(The data)

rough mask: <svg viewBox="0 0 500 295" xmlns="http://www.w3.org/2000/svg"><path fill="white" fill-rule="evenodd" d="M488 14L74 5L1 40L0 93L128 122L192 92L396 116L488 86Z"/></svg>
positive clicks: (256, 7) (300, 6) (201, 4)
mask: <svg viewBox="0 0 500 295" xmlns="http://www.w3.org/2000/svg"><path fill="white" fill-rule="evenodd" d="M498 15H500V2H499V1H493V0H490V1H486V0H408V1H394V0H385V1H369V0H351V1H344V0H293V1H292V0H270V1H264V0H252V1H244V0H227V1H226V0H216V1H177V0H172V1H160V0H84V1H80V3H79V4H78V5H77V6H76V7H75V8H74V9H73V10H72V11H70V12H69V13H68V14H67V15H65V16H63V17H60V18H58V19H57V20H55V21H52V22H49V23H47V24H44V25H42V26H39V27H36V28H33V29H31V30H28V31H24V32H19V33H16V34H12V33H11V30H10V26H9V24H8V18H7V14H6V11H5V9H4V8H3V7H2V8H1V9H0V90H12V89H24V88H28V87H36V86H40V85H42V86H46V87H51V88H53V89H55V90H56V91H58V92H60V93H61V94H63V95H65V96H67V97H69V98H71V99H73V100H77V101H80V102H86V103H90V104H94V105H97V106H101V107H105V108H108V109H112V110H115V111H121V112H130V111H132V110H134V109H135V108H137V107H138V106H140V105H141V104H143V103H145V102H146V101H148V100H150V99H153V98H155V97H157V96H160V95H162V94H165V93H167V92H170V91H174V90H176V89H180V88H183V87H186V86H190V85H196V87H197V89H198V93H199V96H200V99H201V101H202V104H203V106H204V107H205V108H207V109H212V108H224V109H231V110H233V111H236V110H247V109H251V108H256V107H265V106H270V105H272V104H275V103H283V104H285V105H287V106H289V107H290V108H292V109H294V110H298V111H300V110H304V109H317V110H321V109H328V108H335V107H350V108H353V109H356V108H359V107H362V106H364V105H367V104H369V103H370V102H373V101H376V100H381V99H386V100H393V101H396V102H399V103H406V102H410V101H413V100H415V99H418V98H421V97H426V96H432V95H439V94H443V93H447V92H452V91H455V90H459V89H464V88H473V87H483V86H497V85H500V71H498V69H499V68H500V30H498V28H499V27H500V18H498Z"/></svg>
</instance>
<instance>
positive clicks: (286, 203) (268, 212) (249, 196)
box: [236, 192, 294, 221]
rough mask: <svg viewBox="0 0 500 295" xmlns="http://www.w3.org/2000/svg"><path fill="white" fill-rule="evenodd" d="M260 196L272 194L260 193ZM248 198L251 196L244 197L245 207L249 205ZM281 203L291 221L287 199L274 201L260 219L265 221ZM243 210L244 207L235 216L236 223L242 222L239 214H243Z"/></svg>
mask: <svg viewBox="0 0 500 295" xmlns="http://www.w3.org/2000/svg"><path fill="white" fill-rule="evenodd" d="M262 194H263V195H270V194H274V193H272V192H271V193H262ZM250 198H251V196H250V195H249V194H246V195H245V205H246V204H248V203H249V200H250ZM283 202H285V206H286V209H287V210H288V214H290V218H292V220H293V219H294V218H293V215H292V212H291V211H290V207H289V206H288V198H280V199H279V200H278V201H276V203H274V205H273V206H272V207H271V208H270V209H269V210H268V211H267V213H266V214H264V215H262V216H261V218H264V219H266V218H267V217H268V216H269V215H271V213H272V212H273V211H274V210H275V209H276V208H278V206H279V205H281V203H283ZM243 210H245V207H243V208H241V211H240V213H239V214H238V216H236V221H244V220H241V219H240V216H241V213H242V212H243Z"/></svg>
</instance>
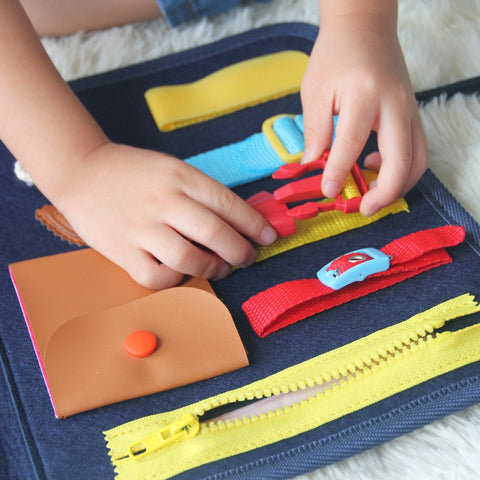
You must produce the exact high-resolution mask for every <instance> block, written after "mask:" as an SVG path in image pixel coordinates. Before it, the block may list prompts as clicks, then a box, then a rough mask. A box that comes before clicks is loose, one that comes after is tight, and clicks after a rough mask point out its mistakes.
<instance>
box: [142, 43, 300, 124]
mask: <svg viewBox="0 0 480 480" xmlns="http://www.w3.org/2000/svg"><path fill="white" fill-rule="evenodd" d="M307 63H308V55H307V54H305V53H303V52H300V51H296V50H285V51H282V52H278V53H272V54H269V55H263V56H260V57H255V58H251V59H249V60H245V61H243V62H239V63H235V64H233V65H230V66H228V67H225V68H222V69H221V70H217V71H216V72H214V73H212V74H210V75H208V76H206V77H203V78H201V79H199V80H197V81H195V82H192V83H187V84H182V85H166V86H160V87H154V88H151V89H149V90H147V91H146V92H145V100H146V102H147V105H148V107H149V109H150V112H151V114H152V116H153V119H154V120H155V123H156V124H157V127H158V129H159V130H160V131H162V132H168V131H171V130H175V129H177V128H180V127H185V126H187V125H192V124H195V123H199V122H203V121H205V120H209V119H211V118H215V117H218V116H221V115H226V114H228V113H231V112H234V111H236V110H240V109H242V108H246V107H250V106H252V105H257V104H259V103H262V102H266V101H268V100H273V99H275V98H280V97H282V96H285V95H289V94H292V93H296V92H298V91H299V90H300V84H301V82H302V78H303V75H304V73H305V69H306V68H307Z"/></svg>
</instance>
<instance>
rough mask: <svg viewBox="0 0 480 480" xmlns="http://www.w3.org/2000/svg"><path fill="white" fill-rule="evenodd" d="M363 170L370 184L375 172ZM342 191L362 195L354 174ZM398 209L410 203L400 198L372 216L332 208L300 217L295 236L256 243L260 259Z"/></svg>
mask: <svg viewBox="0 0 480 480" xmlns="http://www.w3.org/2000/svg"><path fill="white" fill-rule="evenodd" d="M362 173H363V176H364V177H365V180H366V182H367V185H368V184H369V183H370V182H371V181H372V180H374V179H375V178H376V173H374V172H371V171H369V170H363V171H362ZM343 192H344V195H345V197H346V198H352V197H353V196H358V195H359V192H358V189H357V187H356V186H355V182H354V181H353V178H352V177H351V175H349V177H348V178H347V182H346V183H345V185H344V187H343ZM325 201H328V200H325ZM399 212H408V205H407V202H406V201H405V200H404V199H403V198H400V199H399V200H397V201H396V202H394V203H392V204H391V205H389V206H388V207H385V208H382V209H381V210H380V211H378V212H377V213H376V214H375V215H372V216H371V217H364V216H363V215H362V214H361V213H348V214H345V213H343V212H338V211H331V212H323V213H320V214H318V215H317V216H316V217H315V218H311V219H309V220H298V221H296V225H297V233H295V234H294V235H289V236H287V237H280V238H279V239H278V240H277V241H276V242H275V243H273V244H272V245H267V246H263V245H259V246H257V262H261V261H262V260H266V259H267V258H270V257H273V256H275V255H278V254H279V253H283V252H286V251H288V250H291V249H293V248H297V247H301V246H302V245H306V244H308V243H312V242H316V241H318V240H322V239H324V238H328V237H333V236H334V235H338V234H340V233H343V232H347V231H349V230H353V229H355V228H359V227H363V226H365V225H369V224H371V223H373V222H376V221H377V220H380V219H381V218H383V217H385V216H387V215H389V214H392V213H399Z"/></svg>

(End The data)

◆ Aim of the task ◆
Retype the records above exactly, from their first line through the line that contains "box: [236, 192, 294, 221]", and stop there.

◆ Response ◆
rough mask: <svg viewBox="0 0 500 295" xmlns="http://www.w3.org/2000/svg"><path fill="white" fill-rule="evenodd" d="M488 14L74 5L1 40L0 93L128 122L192 92L396 116L488 86Z"/></svg>
positive clicks: (256, 7) (300, 6) (201, 4)
mask: <svg viewBox="0 0 500 295" xmlns="http://www.w3.org/2000/svg"><path fill="white" fill-rule="evenodd" d="M498 15H500V2H499V1H493V0H490V1H486V0H408V1H394V0H385V1H369V0H351V1H344V0H293V1H292V0H270V1H264V0H252V1H244V0H227V1H226V0H216V1H177V0H172V1H160V0H84V1H80V3H79V4H78V5H77V6H76V7H75V8H74V9H73V10H72V11H70V12H69V13H68V14H67V15H65V16H63V17H60V18H58V19H57V20H55V21H52V22H49V23H47V24H44V25H42V26H39V27H36V28H33V29H31V30H28V31H24V32H19V33H16V34H12V33H11V30H10V26H9V24H8V18H7V14H6V11H5V9H4V8H3V7H2V8H1V9H0V90H12V89H24V88H28V87H36V86H40V85H42V86H46V87H51V88H53V89H55V90H56V91H58V92H60V93H61V94H63V95H65V96H67V97H69V98H71V99H73V100H77V101H80V102H86V103H90V104H94V105H97V106H101V107H105V108H108V109H112V110H115V111H121V112H130V111H132V110H134V109H135V108H137V107H138V106H140V105H141V104H143V103H145V102H146V101H148V100H150V99H153V98H155V97H157V96H160V95H162V94H165V93H167V92H170V91H174V90H176V89H180V88H183V87H186V86H190V85H196V87H197V89H198V93H199V96H200V99H201V101H202V104H203V106H204V107H205V108H207V109H212V108H224V109H231V110H233V111H236V110H247V109H251V108H256V107H265V106H270V105H272V104H275V103H283V104H285V105H287V106H289V107H290V108H292V109H294V110H298V111H300V110H304V109H317V110H321V109H328V108H335V107H350V108H353V109H356V108H359V107H362V106H364V105H367V104H369V103H370V102H373V101H376V100H381V99H386V100H393V101H396V102H399V103H406V102H410V101H413V100H415V99H418V98H421V97H426V96H432V95H439V94H443V93H447V92H452V91H455V90H459V89H464V88H473V87H483V86H497V85H500V71H498V69H499V68H500V30H498V28H499V27H500V18H498Z"/></svg>
</instance>
<instance>
positive clicks: (286, 203) (268, 212) (249, 196)
box: [236, 192, 294, 221]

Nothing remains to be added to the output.